__Passage__.
Tuesday, December 15, 2009

Nothing is too hard to complete as long as you make a decision to do it and focus till the end. That decision is the potential and the focus is the power. Release it and do great things from today! -Solomon

Giving

last leg of the race in 2009. 2 more weeks before the year comes to a close. reflecting back, what are the exciting things and the not-so good things that had happened in your life, directly impacting you in one way or the other.

very often we ask, what has it that I had received from others, which makes me loves him/her more? that if often sounds like we are made to receive only and and loving the person on that condition.
but really how many people will think that loving is a sacrifice and a sacrifice involves giving? Giving's never about thinking how little I can give (as long as I give it's okay) when the need arises, but it is at the moment you give what you can offer for the someone you loves.

Sacrifice involves letting go of something crucial which is a part of you, often involves a pain as well. As much as we say 'i love you' or 'we love someone', how much of your actions show that you truly love the person? For faith without works is dead.
Of course there is always an extent to how much we can give onto the person, which are determined by various factors you may say. Yeap totally agree on it but on a foundation level, isn't loving means having to give or sacrifice for that someone?

Just like Jesus who was born 2000 years ago, had sacrificed Himself for us on the calvary, of which He bore not just the sicknesses of man but the sins too. Above that because He had gone before us to win Satan in the battles that we are able to claim victories in His name. How wonderful is that sacrifice that the sole purpose of Jesus born onto this world is to be the light of the world, brings hope and salvation to the whole world. And asking any father, who would sacrifice his only son to bear the burdens of the world. A son is too precious for a father to even leave him. Yet God did just that, for us.

So on this year end, make a point to appreciate someone you love by giving, be it spending time or just buy a small gift for them. Though actions are small, yet the thought involved and the effort put in is enough to melt that person's heart and being opened to you. Ain't that what Christmas is all about too? :D

Friday, December 11, 2009

Giving

Should one be more extravagant in giving or to take back some because of a sudden change to his financial situation present or in the future?

Not extravagant to spending till nobody's biz but more towards giving what's necessary and with the intention to bless, rather than giving without the intention to or be stingy about it? blaaaa...

Decision made

wow.. didn't know things will turn out such but I guess things have to come to an end. somehow over a night, i was prepared and it won't be fair if I insist also.

well, things are gonna be better definitely! better prospects, better future, and better conditioning! sorry that I'd failed You if you had meant to be the other way... I'll do better next time.. :)

__Extracted data__.
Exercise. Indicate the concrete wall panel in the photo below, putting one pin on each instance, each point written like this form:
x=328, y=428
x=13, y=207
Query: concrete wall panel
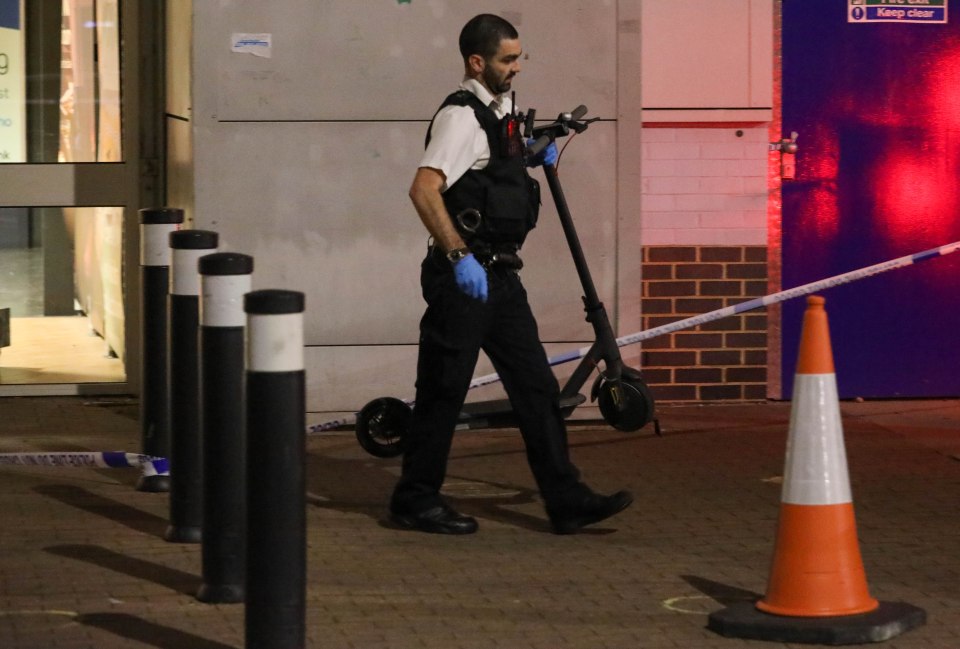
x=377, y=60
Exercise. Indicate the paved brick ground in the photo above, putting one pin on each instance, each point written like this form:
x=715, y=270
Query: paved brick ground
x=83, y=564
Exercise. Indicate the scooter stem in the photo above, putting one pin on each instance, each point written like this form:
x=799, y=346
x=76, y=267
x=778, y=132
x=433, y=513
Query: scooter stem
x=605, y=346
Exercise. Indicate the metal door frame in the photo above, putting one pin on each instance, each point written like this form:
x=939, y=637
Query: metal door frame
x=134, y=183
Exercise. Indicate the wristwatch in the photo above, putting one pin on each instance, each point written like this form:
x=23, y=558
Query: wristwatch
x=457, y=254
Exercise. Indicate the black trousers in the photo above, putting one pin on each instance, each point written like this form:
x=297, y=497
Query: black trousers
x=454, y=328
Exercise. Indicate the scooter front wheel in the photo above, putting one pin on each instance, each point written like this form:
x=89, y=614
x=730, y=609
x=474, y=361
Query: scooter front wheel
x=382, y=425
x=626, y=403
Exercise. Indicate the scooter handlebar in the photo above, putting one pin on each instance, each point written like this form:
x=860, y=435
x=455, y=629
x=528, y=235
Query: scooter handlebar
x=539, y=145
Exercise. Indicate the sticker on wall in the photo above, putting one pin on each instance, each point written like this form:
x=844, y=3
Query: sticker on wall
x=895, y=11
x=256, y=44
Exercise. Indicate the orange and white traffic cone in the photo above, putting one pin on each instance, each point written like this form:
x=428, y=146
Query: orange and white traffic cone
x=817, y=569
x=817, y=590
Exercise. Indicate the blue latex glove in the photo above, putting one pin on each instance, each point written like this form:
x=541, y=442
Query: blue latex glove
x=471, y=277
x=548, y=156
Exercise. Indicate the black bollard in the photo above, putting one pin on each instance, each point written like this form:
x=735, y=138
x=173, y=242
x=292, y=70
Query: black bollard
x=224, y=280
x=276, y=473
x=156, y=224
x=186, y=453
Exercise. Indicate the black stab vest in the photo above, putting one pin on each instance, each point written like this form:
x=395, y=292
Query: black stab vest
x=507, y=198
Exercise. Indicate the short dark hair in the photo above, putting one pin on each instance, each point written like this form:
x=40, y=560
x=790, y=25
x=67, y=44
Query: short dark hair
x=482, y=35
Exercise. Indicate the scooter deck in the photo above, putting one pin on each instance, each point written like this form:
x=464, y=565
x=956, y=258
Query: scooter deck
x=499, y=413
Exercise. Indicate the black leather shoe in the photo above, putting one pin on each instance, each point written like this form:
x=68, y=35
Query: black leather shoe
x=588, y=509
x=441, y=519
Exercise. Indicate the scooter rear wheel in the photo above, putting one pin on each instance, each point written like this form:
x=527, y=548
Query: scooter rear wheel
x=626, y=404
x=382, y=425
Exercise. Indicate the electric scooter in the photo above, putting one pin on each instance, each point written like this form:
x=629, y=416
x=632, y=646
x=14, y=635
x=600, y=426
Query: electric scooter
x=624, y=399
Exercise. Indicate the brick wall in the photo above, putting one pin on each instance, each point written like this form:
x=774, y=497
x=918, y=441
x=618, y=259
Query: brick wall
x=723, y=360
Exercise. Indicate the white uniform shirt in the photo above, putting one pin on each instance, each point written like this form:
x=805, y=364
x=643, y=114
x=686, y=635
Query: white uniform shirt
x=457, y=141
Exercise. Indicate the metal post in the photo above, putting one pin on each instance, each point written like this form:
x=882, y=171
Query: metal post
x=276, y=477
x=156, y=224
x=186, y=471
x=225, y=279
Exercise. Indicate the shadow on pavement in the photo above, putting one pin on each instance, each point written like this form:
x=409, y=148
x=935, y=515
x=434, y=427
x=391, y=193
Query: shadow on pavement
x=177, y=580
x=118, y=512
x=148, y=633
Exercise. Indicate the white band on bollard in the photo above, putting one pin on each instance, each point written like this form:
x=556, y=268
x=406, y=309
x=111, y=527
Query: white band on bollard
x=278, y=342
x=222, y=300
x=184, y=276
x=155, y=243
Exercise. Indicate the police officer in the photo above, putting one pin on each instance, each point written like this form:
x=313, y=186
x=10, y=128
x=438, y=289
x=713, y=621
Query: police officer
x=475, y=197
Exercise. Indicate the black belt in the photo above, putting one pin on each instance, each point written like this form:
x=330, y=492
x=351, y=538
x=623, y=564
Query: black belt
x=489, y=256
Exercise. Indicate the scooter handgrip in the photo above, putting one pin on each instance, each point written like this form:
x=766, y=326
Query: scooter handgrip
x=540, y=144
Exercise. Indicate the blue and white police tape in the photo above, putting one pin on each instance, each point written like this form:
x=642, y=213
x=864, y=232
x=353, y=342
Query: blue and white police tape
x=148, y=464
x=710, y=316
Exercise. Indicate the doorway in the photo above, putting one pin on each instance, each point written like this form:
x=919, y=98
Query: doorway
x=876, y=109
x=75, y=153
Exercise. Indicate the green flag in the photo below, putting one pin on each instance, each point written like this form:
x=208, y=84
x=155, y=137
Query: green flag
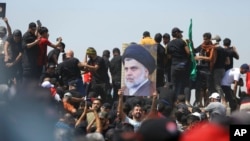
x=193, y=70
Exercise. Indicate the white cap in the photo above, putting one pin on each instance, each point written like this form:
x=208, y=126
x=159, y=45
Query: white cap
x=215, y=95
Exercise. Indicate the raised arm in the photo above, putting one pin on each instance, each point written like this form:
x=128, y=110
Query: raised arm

__Exercise goal__. In the blog excerpt's opening quote, what are the decision and the focus each called?

__Reply__. The decision is the potential, and the focus is the power.